For each line in the data below, write an exact copy.

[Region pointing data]

━━━━━━━━━━━━━━━━

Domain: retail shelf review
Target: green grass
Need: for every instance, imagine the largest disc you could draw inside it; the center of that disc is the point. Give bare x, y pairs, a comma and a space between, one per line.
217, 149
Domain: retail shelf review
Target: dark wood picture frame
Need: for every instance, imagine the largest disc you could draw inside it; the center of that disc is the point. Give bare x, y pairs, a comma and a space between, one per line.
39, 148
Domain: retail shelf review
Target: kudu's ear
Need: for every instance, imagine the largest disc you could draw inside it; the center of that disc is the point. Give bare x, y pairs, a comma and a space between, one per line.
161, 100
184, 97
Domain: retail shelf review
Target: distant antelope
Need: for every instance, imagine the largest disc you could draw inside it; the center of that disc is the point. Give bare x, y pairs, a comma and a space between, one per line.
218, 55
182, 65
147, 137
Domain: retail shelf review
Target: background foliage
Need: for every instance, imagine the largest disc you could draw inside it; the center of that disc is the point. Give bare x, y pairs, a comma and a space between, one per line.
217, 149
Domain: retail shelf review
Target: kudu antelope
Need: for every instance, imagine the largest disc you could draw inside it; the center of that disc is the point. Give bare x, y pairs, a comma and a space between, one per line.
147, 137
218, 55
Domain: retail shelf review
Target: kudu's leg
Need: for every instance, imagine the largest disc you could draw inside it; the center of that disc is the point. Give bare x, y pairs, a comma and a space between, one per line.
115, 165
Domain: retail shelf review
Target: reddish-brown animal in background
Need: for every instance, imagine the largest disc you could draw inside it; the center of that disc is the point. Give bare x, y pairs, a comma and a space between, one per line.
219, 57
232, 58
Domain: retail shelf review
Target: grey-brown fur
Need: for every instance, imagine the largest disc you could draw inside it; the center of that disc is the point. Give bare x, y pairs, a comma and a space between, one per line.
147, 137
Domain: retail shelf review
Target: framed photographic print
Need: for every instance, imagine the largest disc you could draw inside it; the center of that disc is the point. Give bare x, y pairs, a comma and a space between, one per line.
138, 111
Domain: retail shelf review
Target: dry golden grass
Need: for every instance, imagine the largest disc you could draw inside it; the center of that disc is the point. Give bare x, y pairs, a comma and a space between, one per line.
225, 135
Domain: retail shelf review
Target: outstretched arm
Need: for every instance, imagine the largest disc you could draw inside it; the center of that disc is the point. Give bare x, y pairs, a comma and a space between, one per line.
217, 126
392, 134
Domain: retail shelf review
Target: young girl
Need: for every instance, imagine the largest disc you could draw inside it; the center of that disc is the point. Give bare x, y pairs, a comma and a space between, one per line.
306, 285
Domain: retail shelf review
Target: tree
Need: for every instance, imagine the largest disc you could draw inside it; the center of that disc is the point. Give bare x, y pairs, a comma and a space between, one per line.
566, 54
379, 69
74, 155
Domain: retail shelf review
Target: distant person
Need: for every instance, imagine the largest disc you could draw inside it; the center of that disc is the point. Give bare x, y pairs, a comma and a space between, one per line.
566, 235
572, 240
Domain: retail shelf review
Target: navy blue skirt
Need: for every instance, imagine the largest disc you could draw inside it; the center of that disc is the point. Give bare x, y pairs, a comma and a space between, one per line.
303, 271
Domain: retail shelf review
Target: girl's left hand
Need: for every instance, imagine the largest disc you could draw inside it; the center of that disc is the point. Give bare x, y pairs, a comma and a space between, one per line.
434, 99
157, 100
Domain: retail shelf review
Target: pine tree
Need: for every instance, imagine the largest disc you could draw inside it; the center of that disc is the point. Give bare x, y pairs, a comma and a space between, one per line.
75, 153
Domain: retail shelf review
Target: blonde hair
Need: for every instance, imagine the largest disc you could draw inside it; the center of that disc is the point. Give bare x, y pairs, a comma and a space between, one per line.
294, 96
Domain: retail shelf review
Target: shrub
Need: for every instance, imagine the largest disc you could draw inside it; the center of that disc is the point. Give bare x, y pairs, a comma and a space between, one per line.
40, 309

━━━━━━━━━━━━━━━━

• [Reply]:
Domain: retail shelf review
Target: green grass
Need: for every instance, imagine the largest disc you could draw inside it; the center of that disc is the point. Give bare x, y pairs, a comma and a space between, one per line.
217, 149
Domain: retail shelf review
Target: dark wood picture frame
Need: for every instance, imagine the largest disc you could draw inside it; the center of that disc is the point. Give bare x, y pairs, a comma and a space between, one per line.
39, 148
Domain: retail shelf review
Target: kudu's ear
Need: for every instance, imagine the largest disc you could draw inside it; the center of that disc is the point. Give bare x, y pairs, a comma and a space between, one per line.
161, 100
184, 97
Domain: retail shelf review
Target: distant antelope
Need: for every instance, imagine the largest disc you could draw inside it; the center of that disc is the point. Give bare x, y pairs, a comma and a space between, one per line.
218, 55
182, 65
147, 137
Domain: retail shelf review
Target: background foliage
Need: for every instance, imagine the largest disc you could draw inside it; the center of that disc is the point. Give bare x, y pairs, a comma and a space between, one per line.
217, 149
Domain: retail shelf review
Target: kudu antelope
Need: for every instance, imagine the largest disc you could draw inside it; the center of that disc is the point. Give bare x, y pairs, a comma and a space between, one per line.
147, 137
218, 55
Domain: retail shelf review
Target: kudu's leg
Need: for every instance, imagine the largest disc you could draw inside it; the center of that disc is the point. Give bare x, y pairs, a comma and a space between, one per line.
115, 165
Domain: retail shelf review
Target: reddish-brown animal in background
Need: for every instance, imagine the largest disc you could draw inside it; the center of that disc is the point. Give bare x, y pairs, a comma and a space between, one per line.
219, 57
232, 58
Domain: retail shelf review
Target: grey-brown fur
Need: for every instance, imagine the largest disc you could draw inside it; the center of that disc is the point. Give bare x, y pairs, a comma and a space between, one per line.
147, 137
Domain: retail shelf review
Target: framed photographic print
Need: for every instance, imagine the largest disc you could draw inside it; the center of that disc is the point. Give bare x, y pairs, a comma and a space between, one per line.
138, 111
Domain: retail shelf review
Target: dry golden grass
Need: for every instance, imagine the largest disc you could draw inside it; the center of that disc is the point. Give bare x, y pairs, a comma and a space between, one per line.
225, 135
Domain: retail shelf review
Target: outstretched arm
Need: for every instance, imagine the largest disc you could draw inside it; the center of that disc is the point. Give bare x, y pairs, a comma and a space between, one per line.
217, 126
392, 134
Domain: retail shelf review
Target: young girl
Need: for every instance, imagine the largest disc you could draw inside it; the center of that disc is the point. Give bare x, y pairs, a comma and a space between, one per line.
306, 285
Domain: retail shelf review
Target: tree
Need: for every instance, imagine the largest disc you could draw inside it; the center of that disc is the point. Give bare x, y pairs, a comma and a space between, one per line.
566, 54
379, 69
74, 155
Domain: retail shelf review
Target: distant person
Need: for every instance, imagine the largest disc you could draw inside it; the center of that disc is the point. Give bare x, y pairs, a comma and a space between, one per line.
566, 235
572, 240
Domain: retail shelf review
Target: navy blue skirt
Need: for every instance, imagine the largest disc you could draw inside it; the center of that disc is the point. Give bare x, y pairs, a comma and a space between, one per line.
303, 271
Domain: retail shelf review
Target: girl's left hand
Need: for every instance, imagine the largest disc you could draw inside it; the center of that disc is the point. Give bare x, y pairs, a comma and a space between, one per line.
434, 99
157, 100
Domain: retail shelf review
Target: pine tree
Need: for every instance, imagine the largest disc you could draw inside it; the center of that disc is the point. Give bare x, y pairs, a comma and a space between, one per line.
75, 153
Domain: retail shelf review
Target: blonde hair
Need: for every instance, imagine the largest disc you could draw inside it; the center of that disc is the point. Give bare x, y pairs, a comma and a space between, one per line.
294, 96
Domain: retail shelf review
Target: shrub
Need: for every instance, imagine the largest disc you could draw inside it; the center of that disc is the point. Give bare x, y pairs, a comma and a space between, one per line.
40, 309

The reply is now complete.